▸ Aim: Exactly as written, retype the lines that run from the line holding "Every instance of the small" through the end of the records below. Do not include pictures.

▸ The data:
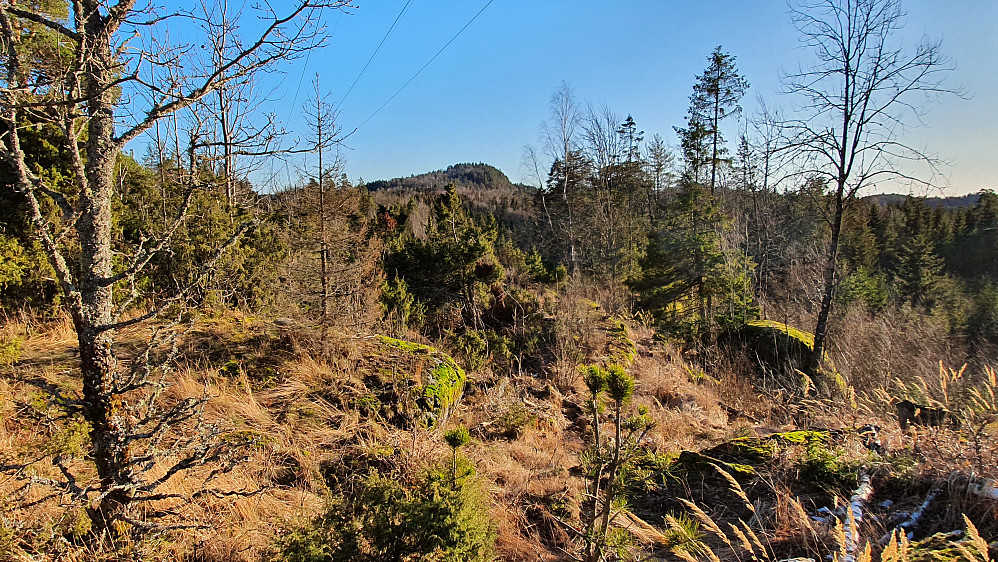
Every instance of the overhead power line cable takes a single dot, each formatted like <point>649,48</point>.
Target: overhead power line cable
<point>375,53</point>
<point>422,68</point>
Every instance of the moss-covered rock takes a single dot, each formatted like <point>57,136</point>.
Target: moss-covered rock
<point>782,350</point>
<point>439,380</point>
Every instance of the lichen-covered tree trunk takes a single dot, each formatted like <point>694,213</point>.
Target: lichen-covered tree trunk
<point>95,315</point>
<point>828,282</point>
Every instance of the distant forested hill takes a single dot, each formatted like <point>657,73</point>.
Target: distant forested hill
<point>471,176</point>
<point>961,202</point>
<point>484,190</point>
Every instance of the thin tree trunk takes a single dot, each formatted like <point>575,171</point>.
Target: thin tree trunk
<point>821,327</point>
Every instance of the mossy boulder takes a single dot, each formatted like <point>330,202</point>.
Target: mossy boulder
<point>780,349</point>
<point>438,381</point>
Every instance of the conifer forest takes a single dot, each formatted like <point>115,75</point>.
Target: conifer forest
<point>735,347</point>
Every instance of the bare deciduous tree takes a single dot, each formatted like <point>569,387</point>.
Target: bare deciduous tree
<point>112,79</point>
<point>858,97</point>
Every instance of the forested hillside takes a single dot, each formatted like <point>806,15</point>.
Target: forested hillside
<point>725,350</point>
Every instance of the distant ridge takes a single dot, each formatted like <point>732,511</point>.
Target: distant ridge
<point>470,176</point>
<point>959,202</point>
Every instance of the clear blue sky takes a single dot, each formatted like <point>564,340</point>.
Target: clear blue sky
<point>483,99</point>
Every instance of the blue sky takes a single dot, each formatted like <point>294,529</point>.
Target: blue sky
<point>483,99</point>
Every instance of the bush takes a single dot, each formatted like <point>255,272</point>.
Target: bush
<point>435,518</point>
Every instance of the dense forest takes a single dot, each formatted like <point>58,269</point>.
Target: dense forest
<point>722,350</point>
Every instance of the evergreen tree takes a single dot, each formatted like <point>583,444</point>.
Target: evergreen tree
<point>715,97</point>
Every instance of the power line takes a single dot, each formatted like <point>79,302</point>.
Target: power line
<point>383,39</point>
<point>418,72</point>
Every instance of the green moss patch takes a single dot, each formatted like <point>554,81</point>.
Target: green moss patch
<point>439,379</point>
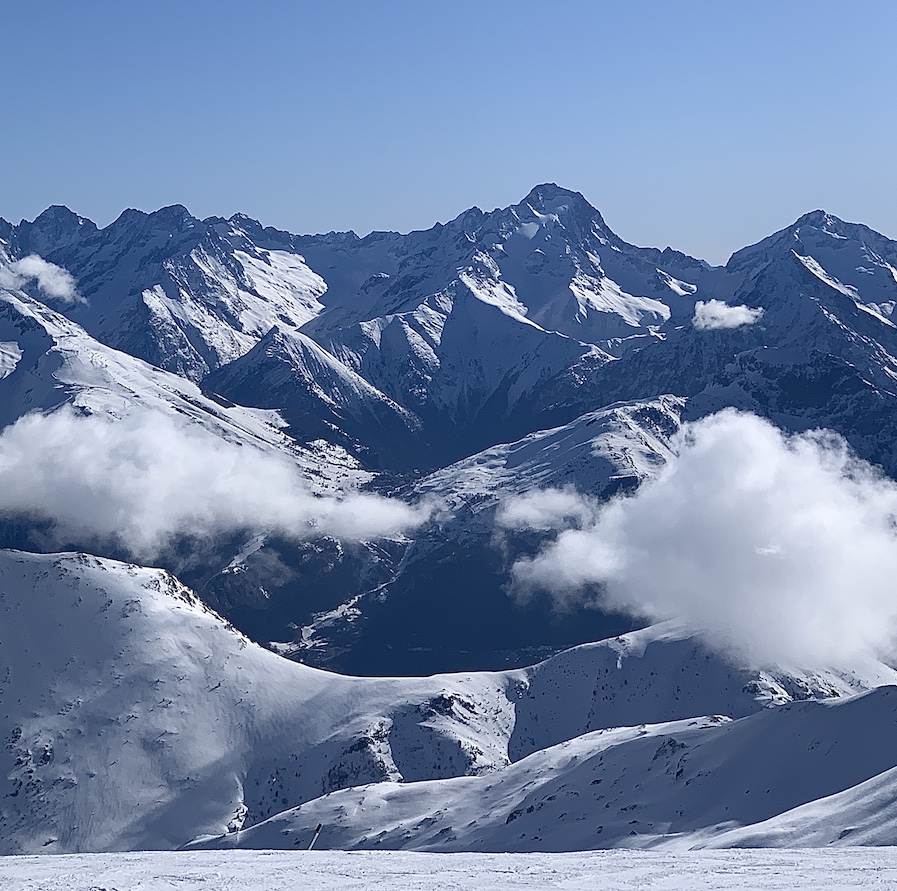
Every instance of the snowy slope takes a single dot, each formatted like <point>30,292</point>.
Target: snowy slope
<point>463,322</point>
<point>51,361</point>
<point>184,294</point>
<point>456,566</point>
<point>135,718</point>
<point>634,786</point>
<point>321,398</point>
<point>807,870</point>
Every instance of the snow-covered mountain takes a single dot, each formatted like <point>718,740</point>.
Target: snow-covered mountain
<point>133,717</point>
<point>457,371</point>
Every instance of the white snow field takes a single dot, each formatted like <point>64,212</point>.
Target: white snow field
<point>134,718</point>
<point>734,870</point>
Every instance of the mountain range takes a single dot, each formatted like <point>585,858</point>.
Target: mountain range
<point>159,691</point>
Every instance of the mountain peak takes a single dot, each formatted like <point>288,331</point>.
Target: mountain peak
<point>820,219</point>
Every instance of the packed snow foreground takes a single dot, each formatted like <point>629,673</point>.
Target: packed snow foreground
<point>810,870</point>
<point>135,718</point>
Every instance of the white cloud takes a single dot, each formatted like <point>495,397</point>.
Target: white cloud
<point>544,510</point>
<point>54,281</point>
<point>147,478</point>
<point>716,314</point>
<point>780,550</point>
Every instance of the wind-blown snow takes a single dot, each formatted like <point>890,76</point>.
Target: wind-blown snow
<point>54,281</point>
<point>780,549</point>
<point>715,314</point>
<point>146,478</point>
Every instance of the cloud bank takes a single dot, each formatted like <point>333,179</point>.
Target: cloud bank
<point>54,281</point>
<point>146,479</point>
<point>780,550</point>
<point>715,314</point>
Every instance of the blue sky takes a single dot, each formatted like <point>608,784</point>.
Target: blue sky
<point>703,125</point>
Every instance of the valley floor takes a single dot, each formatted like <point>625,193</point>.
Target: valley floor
<point>732,870</point>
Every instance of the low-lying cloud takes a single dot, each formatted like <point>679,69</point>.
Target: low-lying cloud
<point>53,281</point>
<point>146,479</point>
<point>778,549</point>
<point>715,314</point>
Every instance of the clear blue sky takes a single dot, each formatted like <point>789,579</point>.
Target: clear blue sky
<point>704,125</point>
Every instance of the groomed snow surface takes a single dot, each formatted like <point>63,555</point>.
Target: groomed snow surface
<point>738,870</point>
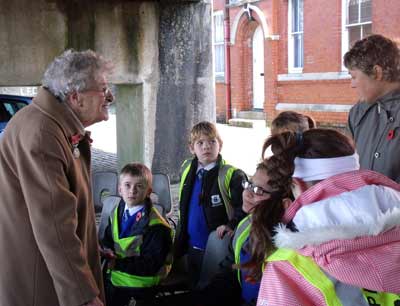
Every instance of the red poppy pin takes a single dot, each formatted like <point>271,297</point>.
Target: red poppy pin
<point>75,139</point>
<point>138,216</point>
<point>390,135</point>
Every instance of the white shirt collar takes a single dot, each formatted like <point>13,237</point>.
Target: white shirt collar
<point>133,210</point>
<point>207,168</point>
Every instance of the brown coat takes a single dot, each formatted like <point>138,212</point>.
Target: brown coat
<point>48,241</point>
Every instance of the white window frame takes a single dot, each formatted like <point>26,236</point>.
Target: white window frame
<point>219,74</point>
<point>291,34</point>
<point>345,31</point>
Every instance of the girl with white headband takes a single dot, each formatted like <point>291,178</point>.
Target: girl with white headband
<point>338,242</point>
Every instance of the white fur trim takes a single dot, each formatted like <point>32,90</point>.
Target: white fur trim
<point>371,220</point>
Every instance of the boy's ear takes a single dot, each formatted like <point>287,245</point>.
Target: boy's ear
<point>191,148</point>
<point>378,72</point>
<point>286,202</point>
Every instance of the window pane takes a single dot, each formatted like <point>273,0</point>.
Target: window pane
<point>301,15</point>
<point>366,11</point>
<point>366,30</point>
<point>297,15</point>
<point>353,12</point>
<point>298,50</point>
<point>219,59</point>
<point>354,35</point>
<point>295,20</point>
<point>218,28</point>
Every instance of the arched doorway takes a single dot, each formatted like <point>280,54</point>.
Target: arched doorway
<point>258,69</point>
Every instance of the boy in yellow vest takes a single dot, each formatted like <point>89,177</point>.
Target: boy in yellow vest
<point>210,196</point>
<point>138,239</point>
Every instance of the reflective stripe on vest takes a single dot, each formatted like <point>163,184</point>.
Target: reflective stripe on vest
<point>375,298</point>
<point>130,246</point>
<point>310,271</point>
<point>225,173</point>
<point>241,234</point>
<point>335,293</point>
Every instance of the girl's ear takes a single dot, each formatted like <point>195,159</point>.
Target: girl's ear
<point>286,202</point>
<point>378,72</point>
<point>298,187</point>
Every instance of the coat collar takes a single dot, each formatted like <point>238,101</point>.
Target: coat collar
<point>58,111</point>
<point>386,102</point>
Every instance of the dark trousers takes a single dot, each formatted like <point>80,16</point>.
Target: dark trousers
<point>195,261</point>
<point>116,296</point>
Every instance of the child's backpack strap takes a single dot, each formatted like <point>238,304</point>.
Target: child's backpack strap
<point>224,179</point>
<point>185,167</point>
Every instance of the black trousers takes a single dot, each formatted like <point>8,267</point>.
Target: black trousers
<point>195,262</point>
<point>116,296</point>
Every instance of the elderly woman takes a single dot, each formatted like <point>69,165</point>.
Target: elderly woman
<point>374,66</point>
<point>48,241</point>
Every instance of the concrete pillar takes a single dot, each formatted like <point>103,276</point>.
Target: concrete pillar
<point>186,88</point>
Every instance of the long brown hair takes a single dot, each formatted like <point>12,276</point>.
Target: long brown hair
<point>313,143</point>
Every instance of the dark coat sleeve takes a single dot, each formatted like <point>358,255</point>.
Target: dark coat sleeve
<point>107,241</point>
<point>154,250</point>
<point>236,190</point>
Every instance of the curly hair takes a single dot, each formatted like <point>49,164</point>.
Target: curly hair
<point>291,121</point>
<point>313,143</point>
<point>375,50</point>
<point>74,71</point>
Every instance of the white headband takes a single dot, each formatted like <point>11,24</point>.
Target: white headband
<point>314,169</point>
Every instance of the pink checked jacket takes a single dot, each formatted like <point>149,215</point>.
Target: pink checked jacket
<point>350,225</point>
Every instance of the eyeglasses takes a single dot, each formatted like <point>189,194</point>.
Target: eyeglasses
<point>254,189</point>
<point>105,91</point>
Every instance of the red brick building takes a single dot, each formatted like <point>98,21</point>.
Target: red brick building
<point>287,54</point>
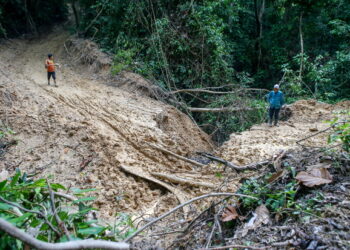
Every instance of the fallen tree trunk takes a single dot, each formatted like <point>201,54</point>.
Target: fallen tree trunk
<point>182,197</point>
<point>231,165</point>
<point>178,180</point>
<point>224,109</point>
<point>181,206</point>
<point>206,90</point>
<point>176,155</point>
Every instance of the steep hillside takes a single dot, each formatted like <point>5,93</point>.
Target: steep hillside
<point>88,134</point>
<point>83,131</point>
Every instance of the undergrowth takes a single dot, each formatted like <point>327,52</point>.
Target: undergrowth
<point>26,203</point>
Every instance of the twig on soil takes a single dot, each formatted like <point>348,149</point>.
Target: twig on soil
<point>200,215</point>
<point>278,161</point>
<point>231,165</point>
<point>176,155</point>
<point>283,243</point>
<point>66,196</point>
<point>310,136</point>
<point>31,211</point>
<point>175,179</point>
<point>72,245</point>
<point>210,236</point>
<point>235,246</point>
<point>180,206</point>
<point>61,225</point>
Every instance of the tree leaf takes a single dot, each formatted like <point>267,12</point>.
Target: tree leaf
<point>275,176</point>
<point>315,177</point>
<point>91,230</point>
<point>229,214</point>
<point>2,185</point>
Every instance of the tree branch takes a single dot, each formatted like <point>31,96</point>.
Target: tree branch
<point>224,109</point>
<point>72,245</point>
<point>180,206</point>
<point>206,90</point>
<point>61,225</point>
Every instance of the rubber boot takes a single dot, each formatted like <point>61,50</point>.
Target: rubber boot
<point>270,123</point>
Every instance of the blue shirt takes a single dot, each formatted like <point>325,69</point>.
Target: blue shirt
<point>276,100</point>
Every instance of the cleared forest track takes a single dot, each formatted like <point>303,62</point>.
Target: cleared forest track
<point>91,135</point>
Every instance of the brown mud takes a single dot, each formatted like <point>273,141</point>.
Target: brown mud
<point>87,130</point>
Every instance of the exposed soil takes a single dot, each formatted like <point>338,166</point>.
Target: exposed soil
<point>94,131</point>
<point>83,123</point>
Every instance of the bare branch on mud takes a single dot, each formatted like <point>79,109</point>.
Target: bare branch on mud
<point>175,179</point>
<point>66,196</point>
<point>235,246</point>
<point>206,90</point>
<point>61,225</point>
<point>176,155</point>
<point>178,193</point>
<point>78,244</point>
<point>32,211</point>
<point>180,206</point>
<point>278,161</point>
<point>224,109</point>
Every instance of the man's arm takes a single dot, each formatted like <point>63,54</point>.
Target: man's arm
<point>282,99</point>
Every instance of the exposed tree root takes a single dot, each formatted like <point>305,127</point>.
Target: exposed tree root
<point>182,197</point>
<point>178,180</point>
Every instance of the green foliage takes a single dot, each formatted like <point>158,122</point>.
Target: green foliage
<point>34,195</point>
<point>341,130</point>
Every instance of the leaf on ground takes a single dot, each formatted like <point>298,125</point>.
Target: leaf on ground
<point>275,176</point>
<point>317,176</point>
<point>261,216</point>
<point>229,214</point>
<point>319,165</point>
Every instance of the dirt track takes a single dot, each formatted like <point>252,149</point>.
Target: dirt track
<point>84,131</point>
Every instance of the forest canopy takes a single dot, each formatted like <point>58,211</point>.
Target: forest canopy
<point>186,44</point>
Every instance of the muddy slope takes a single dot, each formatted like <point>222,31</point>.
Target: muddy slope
<point>83,131</point>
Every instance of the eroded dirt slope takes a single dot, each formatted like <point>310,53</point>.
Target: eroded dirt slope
<point>262,142</point>
<point>87,133</point>
<point>83,131</point>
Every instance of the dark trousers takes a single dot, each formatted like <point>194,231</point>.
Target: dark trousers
<point>274,113</point>
<point>49,74</point>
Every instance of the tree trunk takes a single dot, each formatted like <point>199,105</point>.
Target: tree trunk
<point>75,12</point>
<point>301,46</point>
<point>31,27</point>
<point>259,12</point>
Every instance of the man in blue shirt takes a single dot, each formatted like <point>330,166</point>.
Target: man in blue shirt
<point>276,101</point>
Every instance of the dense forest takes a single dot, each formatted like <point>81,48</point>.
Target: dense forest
<point>222,45</point>
<point>163,131</point>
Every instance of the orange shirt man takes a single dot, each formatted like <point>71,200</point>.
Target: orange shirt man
<point>50,66</point>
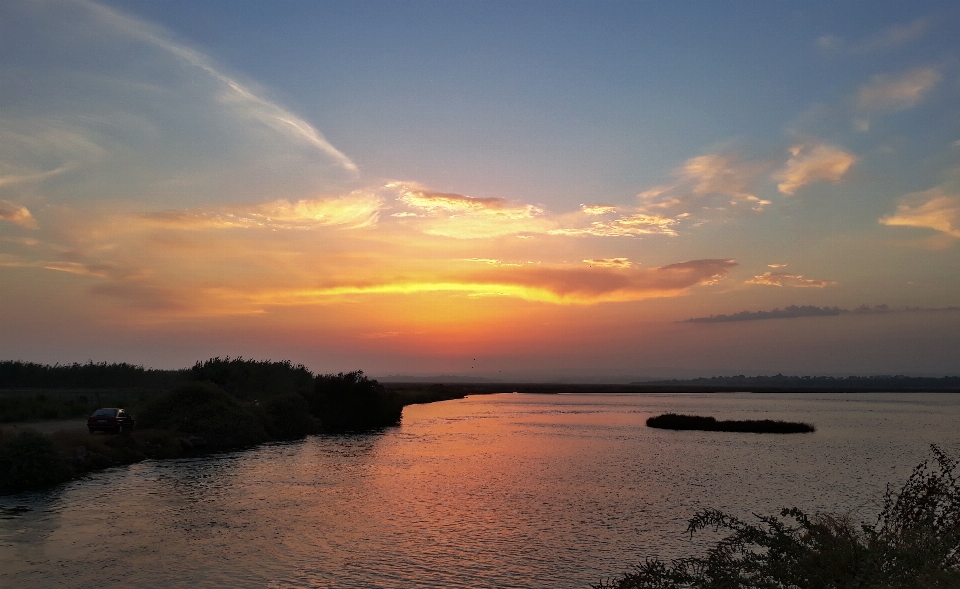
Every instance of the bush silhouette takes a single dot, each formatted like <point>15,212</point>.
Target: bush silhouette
<point>287,417</point>
<point>29,460</point>
<point>205,410</point>
<point>351,401</point>
<point>915,544</point>
<point>710,424</point>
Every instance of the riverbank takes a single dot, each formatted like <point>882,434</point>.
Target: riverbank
<point>201,418</point>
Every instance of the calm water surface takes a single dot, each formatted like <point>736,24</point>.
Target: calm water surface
<point>490,491</point>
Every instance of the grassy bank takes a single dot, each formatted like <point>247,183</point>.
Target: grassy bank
<point>223,404</point>
<point>914,544</point>
<point>711,424</point>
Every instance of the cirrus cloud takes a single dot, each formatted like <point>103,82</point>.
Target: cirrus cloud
<point>792,280</point>
<point>813,163</point>
<point>893,93</point>
<point>930,209</point>
<point>17,214</point>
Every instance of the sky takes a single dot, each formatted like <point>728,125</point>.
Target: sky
<point>592,191</point>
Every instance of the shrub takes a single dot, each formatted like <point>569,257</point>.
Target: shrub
<point>914,544</point>
<point>205,410</point>
<point>287,417</point>
<point>30,460</point>
<point>254,379</point>
<point>352,401</point>
<point>710,424</point>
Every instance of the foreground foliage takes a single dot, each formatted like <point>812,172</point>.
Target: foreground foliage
<point>351,401</point>
<point>915,544</point>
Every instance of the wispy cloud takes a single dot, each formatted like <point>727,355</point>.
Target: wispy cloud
<point>813,163</point>
<point>791,280</point>
<point>609,262</point>
<point>17,214</point>
<point>795,312</point>
<point>712,181</point>
<point>355,210</point>
<point>930,209</point>
<point>893,93</point>
<point>628,225</point>
<point>242,98</point>
<point>444,202</point>
<point>563,286</point>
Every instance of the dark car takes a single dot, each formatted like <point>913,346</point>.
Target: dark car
<point>110,419</point>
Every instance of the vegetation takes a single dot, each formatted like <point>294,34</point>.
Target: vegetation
<point>351,401</point>
<point>16,374</point>
<point>914,544</point>
<point>29,460</point>
<point>254,379</point>
<point>219,404</point>
<point>779,382</point>
<point>710,424</point>
<point>204,409</point>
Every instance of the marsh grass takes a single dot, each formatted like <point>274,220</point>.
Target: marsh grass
<point>711,424</point>
<point>914,544</point>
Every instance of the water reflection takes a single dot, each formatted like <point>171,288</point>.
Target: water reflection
<point>500,491</point>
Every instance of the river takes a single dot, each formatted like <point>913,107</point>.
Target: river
<point>494,491</point>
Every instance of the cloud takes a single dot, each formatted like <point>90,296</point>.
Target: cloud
<point>598,209</point>
<point>794,312</point>
<point>243,99</point>
<point>358,209</point>
<point>17,214</point>
<point>793,280</point>
<point>444,202</point>
<point>609,262</point>
<point>713,181</point>
<point>558,285</point>
<point>813,163</point>
<point>930,209</point>
<point>893,93</point>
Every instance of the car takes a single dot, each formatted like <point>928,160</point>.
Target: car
<point>110,419</point>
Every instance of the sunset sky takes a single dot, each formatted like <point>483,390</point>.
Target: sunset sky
<point>513,190</point>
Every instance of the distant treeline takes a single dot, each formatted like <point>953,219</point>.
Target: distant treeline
<point>781,382</point>
<point>16,374</point>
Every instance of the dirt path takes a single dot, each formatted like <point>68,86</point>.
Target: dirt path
<point>45,427</point>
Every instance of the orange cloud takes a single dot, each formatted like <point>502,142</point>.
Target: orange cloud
<point>932,209</point>
<point>437,202</point>
<point>609,262</point>
<point>580,286</point>
<point>792,280</point>
<point>354,210</point>
<point>597,209</point>
<point>813,163</point>
<point>17,214</point>
<point>708,181</point>
<point>893,93</point>
<point>629,225</point>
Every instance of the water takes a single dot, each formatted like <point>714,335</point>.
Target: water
<point>490,491</point>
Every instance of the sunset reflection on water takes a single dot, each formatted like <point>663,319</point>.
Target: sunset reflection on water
<point>489,491</point>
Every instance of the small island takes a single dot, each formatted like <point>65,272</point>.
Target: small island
<point>710,424</point>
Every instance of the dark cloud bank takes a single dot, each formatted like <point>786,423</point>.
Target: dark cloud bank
<point>793,311</point>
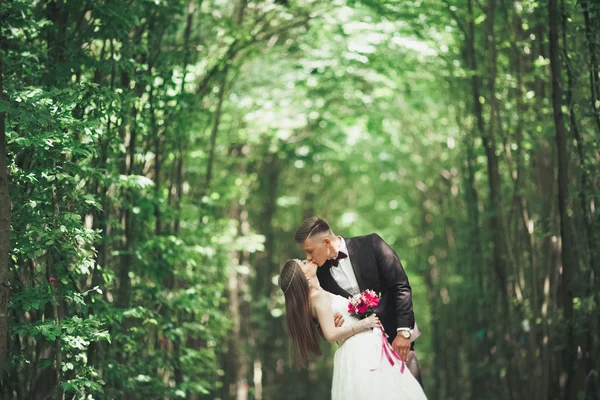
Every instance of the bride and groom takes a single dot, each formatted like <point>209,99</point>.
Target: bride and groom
<point>317,290</point>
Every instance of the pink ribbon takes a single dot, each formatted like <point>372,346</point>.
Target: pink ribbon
<point>390,354</point>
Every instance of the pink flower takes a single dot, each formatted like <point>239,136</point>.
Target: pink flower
<point>362,308</point>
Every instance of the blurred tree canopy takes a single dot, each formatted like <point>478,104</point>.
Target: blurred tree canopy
<point>156,157</point>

▸ Correct output:
Every instance of the small island takes a single dot, each formatted like <point>65,272</point>.
Target: small island
<point>710,424</point>
Every instance of the dark cloud bank takes a single dot, each formatted like <point>786,423</point>.
Target: dark cloud bank
<point>793,311</point>
Every instance of the bride and groom takes a single dot, each formatted like <point>209,99</point>.
Target: bride and groom
<point>317,290</point>
Every instance of the pink ribbon takes a single dot, each formatted like <point>372,346</point>.
Target: pink ribbon
<point>390,354</point>
Every instance of the pink flower takes a single dot, each formatted like <point>239,136</point>.
Target: pink flower
<point>362,308</point>
Every instance of the blurred tree canopy takes a single dot, each formatted like <point>478,104</point>.
Target: blurred tree canopy
<point>156,157</point>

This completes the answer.